**Source text**
Optimizing the offseason: Diamondbacks position player outlook

After a season marred with disappointment, the Arizona Diamondbacks still have reason to be optimistic heading into the 2013 season. Many of their key players are set to return, and they are poised to make a run at winning the NL West title. As with any team, they look forward to the offseason as a way to improve their on-field product. General Manager Kevin Towers and his brain trust have some work to do. Here’s a look at the field, position by position.

Catcher

Catcher Miguel Montero #26 of the Arizona Diamondbacks fields a ground ball out against the San Francisco Giants during the MLB game at Chase Field on April 8, 2012 in Phoenix, Arizona. The Diamondbacks defeated the Giants 7-6. (Photo by Christian Petersen/Getty Images)

Miguel Montero recently signed a 5-year, $60 million extension, meaning he will be behind the plate for the foreseeable future. Montero has become one of baseball’s elite catchers, finishing the 2012 season with a slash line of .286/.391/.438 and threw out a career high 42% of would-be base stealers. Montero is a stalwart behind the plate, and will start around 135 games (barring injury) and bat in the middle of the lineup.

First Base
Historically the Dbacks have never had a fixture at first base, instead switching every year or two. Paul Goldschmidt could buck that trend. Goldschmidt has all the makings of a franchise player, and expectations are understandably high going into next season. In his first full season in the Show, he batted .286/.359/.490 with 20 home runs, 82 RBIs, and even stole 18 bases. His glove work is slightly above average, and his career trajectory is similar to that of another star first basemen, Joey Votto. Votto was a young first baseman who could get on base, and had a decent amount of home runs with a lot of doubles. If Goldschmidt can follow Votto’s path, the Dbacks will finally have their first baseman that lasts.

Second Base
To say that Aaron Hill exceeded expectations would be an understatement. He did have a 36 HR season in Toronto in 2009, but his production both before and after that season have led to the thought that that may have been an aberration. Nonetheless, the Dbacks have to be thrilled with what they’ve received since acquiring him in August of 2011. Last season he hit .302/.360/.522 with 26 HR, 85 RBIs, and 93 runs scored. He was the Dbacks’ most consistent player all season and hit for the cycle not once, but twice. His glove work was spectacular, making the toughest plays look easy. He could realistically expect to win the NL’s Silver Slugger for second base, and a Gold Glove would not be out of the question. The team may look into an extension for Hill, who is eligible to become a free agent after 2013.

**Set task A**
Translate this sentence from the Diamondbacks outlook into Spanish: "Montero is a stalwart behind the plate, and will start around 135 games (barring injury) and bat in the middle of the lineup."
**Set task B**
Summarize the Diamondbacks outlook in two sentences.
**Set task C**
Carry the Diamondbacks outlook forward from its last sentence, writing the section for the next position in the same style.
Nothing in the listing is needed here.

**Data segment**
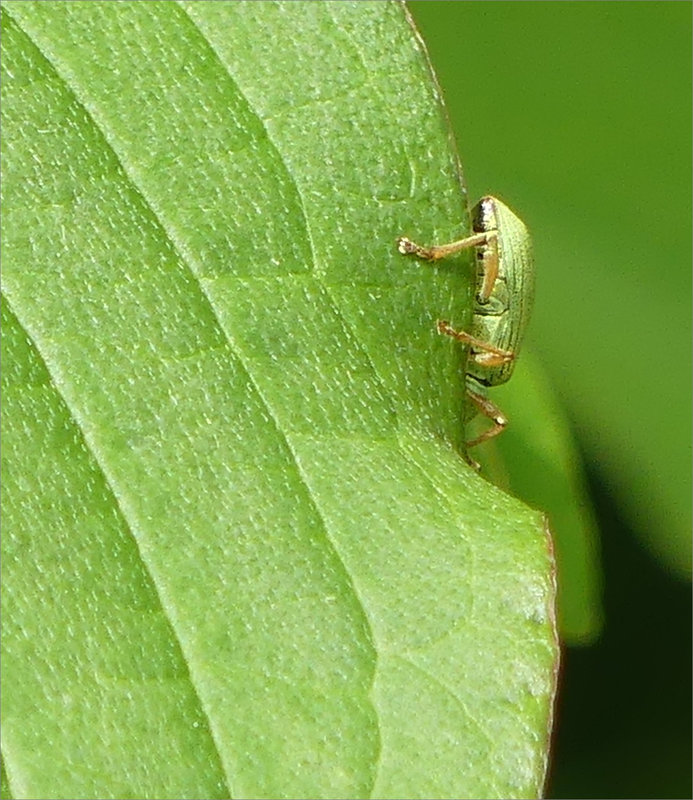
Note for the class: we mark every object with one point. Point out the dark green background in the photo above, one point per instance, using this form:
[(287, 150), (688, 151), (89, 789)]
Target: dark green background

**Final result A**
Montero es un pilar detrás del plato, y será titular en unos 135 partidos (salvo lesión) y bateará en el centro de la alineación.

**Final result B**
With many key players returning, the Arizona Diamondbacks are poised to make a run at the NL West title in 2013, and the team's offseason needs are reviewed position by position. Catcher Miguel Montero recently signed a 5-year, $60 million extension, Paul Goldschmidt could finally give the team a lasting first baseman, and the team may look into an extension for second baseman Aaron Hill, who far exceeded expectations.

**Final result C**
Shortstop
Just this past weekend the Dbacks shored up their shortstop position by trading Chris Young to the Oakland Athletics in a package including Cliff Pennington. Pennington is a sure handed glove at short, and any offensive output from him should be considered a bonus. Pennington lost his shortstop job to Stephen Drew, ironically enough, and played second base down the stretch. He is still a fantastic defender, and will slot into either the 2-spot in the lineup, or more likely toward the bottom. Chris Owings has played well in the upper minor leagues, but is not ready for 2013, and Pennington will be an excellent stopgap until the organization decides that Owings’ time has come.

The Diamondbacks celebrate after a win. (Photo by Christian Petersen/Getty Images)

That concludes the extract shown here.